Written problem:
Make an exact copy of all the data.

Data rows:

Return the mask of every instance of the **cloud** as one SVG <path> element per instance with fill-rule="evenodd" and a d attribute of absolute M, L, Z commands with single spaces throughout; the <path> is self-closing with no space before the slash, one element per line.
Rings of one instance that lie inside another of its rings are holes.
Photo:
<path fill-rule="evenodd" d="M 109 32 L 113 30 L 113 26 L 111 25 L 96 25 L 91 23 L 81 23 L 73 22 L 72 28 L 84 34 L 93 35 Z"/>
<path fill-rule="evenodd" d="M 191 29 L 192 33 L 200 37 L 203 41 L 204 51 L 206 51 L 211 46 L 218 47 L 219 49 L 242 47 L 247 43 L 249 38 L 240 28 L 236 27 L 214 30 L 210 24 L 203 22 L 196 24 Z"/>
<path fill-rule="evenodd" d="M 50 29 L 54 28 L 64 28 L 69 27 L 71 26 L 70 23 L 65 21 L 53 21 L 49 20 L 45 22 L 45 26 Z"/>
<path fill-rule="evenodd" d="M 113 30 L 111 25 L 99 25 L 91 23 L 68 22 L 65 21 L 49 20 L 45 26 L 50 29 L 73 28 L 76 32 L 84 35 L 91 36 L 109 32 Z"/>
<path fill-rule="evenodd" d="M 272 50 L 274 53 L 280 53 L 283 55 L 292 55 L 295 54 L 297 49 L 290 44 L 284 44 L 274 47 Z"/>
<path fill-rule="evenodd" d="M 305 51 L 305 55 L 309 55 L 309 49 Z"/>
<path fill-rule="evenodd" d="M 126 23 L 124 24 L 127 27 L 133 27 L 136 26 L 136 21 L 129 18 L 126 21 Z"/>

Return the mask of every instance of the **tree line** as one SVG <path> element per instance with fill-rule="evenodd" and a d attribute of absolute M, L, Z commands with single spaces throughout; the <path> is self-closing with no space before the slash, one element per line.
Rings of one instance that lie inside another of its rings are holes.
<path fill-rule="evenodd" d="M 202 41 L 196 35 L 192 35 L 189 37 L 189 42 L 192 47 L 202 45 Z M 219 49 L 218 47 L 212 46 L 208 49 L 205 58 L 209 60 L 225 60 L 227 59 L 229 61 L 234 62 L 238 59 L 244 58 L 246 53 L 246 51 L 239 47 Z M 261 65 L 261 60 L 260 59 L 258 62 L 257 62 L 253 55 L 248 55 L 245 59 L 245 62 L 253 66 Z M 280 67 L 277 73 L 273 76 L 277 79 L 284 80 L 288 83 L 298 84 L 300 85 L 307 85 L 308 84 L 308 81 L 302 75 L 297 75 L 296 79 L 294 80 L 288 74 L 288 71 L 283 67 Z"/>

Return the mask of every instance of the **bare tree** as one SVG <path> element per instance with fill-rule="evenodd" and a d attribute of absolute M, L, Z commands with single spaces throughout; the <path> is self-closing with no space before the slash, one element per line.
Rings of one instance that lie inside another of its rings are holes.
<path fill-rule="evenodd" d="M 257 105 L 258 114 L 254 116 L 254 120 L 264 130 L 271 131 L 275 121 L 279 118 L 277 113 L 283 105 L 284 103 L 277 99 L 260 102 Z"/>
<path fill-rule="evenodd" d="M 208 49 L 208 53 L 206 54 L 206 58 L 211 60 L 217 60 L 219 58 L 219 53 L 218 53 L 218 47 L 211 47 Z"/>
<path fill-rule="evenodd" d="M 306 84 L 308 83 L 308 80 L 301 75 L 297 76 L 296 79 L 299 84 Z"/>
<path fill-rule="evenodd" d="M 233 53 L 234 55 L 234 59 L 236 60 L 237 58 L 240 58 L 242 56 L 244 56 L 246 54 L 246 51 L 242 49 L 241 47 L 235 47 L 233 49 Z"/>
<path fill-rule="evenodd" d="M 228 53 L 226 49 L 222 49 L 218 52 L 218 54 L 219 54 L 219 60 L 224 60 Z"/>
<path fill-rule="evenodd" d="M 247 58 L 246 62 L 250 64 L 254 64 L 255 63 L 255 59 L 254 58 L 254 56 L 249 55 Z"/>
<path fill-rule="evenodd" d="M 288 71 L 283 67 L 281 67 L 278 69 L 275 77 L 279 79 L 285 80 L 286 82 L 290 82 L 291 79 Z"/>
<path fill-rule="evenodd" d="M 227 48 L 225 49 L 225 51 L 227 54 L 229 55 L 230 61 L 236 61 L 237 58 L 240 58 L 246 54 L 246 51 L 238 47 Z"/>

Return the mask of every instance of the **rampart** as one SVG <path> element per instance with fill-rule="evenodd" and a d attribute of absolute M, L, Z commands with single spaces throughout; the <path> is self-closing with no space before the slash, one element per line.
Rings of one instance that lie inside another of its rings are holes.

Output for this exercise:
Return the mask of every instance of the **cloud** as one SVG <path> element per instance with fill-rule="evenodd" and a d attribute of absolute M, L, Z commands with single spaces throughout; the <path> is self-closing with no space before the slash, one element per line.
Rings of one instance that lie inside another of its rings are holes.
Photo:
<path fill-rule="evenodd" d="M 109 32 L 113 30 L 113 26 L 111 25 L 96 25 L 91 23 L 81 23 L 73 22 L 72 28 L 84 34 L 93 35 Z"/>
<path fill-rule="evenodd" d="M 191 29 L 192 33 L 200 37 L 203 41 L 204 51 L 206 51 L 211 46 L 218 47 L 219 49 L 242 47 L 247 43 L 249 38 L 240 28 L 236 27 L 214 30 L 210 24 L 203 22 L 196 24 Z"/>
<path fill-rule="evenodd" d="M 50 29 L 54 28 L 64 28 L 69 27 L 71 26 L 70 23 L 65 21 L 53 21 L 49 20 L 45 22 L 45 26 Z"/>
<path fill-rule="evenodd" d="M 113 30 L 111 25 L 99 25 L 91 23 L 68 22 L 65 21 L 49 20 L 45 26 L 50 29 L 73 28 L 76 32 L 84 35 L 91 36 L 109 32 Z"/>
<path fill-rule="evenodd" d="M 272 50 L 274 53 L 280 53 L 283 55 L 292 55 L 295 54 L 297 49 L 290 44 L 284 44 L 274 47 Z"/>
<path fill-rule="evenodd" d="M 305 51 L 305 55 L 309 55 L 309 49 Z"/>
<path fill-rule="evenodd" d="M 126 23 L 124 24 L 127 27 L 133 27 L 136 26 L 136 21 L 129 18 L 126 21 Z"/>

Return the mask of every instance of the **tree line** as one SVG <path> element per instance with fill-rule="evenodd" and a d attribute of absolute M, L, Z commands with single spaces throughout; the <path> is self-closing with no space before the slash, one element per line.
Rings of one instance that lie inside another of its rings are holes.
<path fill-rule="evenodd" d="M 202 41 L 196 35 L 192 35 L 189 37 L 189 42 L 192 47 L 202 45 Z M 219 49 L 218 47 L 212 46 L 208 49 L 205 58 L 209 60 L 225 60 L 227 59 L 229 61 L 234 62 L 238 59 L 244 58 L 246 53 L 246 51 L 239 47 Z M 261 65 L 261 60 L 260 59 L 258 62 L 257 62 L 253 55 L 248 55 L 245 59 L 245 62 L 253 66 Z M 280 67 L 277 73 L 273 76 L 277 79 L 284 80 L 288 83 L 298 84 L 300 85 L 307 85 L 308 84 L 308 81 L 302 75 L 297 75 L 296 79 L 294 80 L 288 74 L 288 71 L 283 67 Z"/>

Return the mask of every instance of the **bare tree** as one SVG <path> element per instance with fill-rule="evenodd" and a d attribute of absolute M, L, Z commands with single spaces throughout; the <path> is self-closing with no space before the slash, one element per line.
Rings of one instance that lie inside another of its rings are holes.
<path fill-rule="evenodd" d="M 257 105 L 258 114 L 254 116 L 254 120 L 264 130 L 271 131 L 275 121 L 279 118 L 277 113 L 283 105 L 284 103 L 277 99 L 260 102 Z"/>
<path fill-rule="evenodd" d="M 208 49 L 208 53 L 206 54 L 206 58 L 211 60 L 217 60 L 219 58 L 219 53 L 218 53 L 218 47 L 211 47 Z"/>
<path fill-rule="evenodd" d="M 306 84 L 308 83 L 308 80 L 301 75 L 297 76 L 296 79 L 299 84 Z"/>
<path fill-rule="evenodd" d="M 233 53 L 234 55 L 234 59 L 236 60 L 237 58 L 240 58 L 242 56 L 244 56 L 246 54 L 246 51 L 242 49 L 241 47 L 235 47 L 233 49 Z"/>
<path fill-rule="evenodd" d="M 228 53 L 226 49 L 222 49 L 218 52 L 218 54 L 219 54 L 219 60 L 224 60 Z"/>
<path fill-rule="evenodd" d="M 247 58 L 246 62 L 250 64 L 254 64 L 255 63 L 255 59 L 254 58 L 254 56 L 249 55 Z"/>
<path fill-rule="evenodd" d="M 288 71 L 283 67 L 281 67 L 278 69 L 275 77 L 279 79 L 285 80 L 286 82 L 290 82 L 291 79 Z"/>
<path fill-rule="evenodd" d="M 227 48 L 225 49 L 225 51 L 227 54 L 229 55 L 230 61 L 236 61 L 237 58 L 240 58 L 246 54 L 246 51 L 238 47 Z"/>

Return the mask of every instance of the **rampart** as one SVG <path> element per instance with fill-rule="evenodd" and a d attribute of absolute M, L, Z commands with single spaces throughout; the <path> is self-closing with no space before the slash, one element per line.
Rings of one instance that lie inside another of its rings are holes.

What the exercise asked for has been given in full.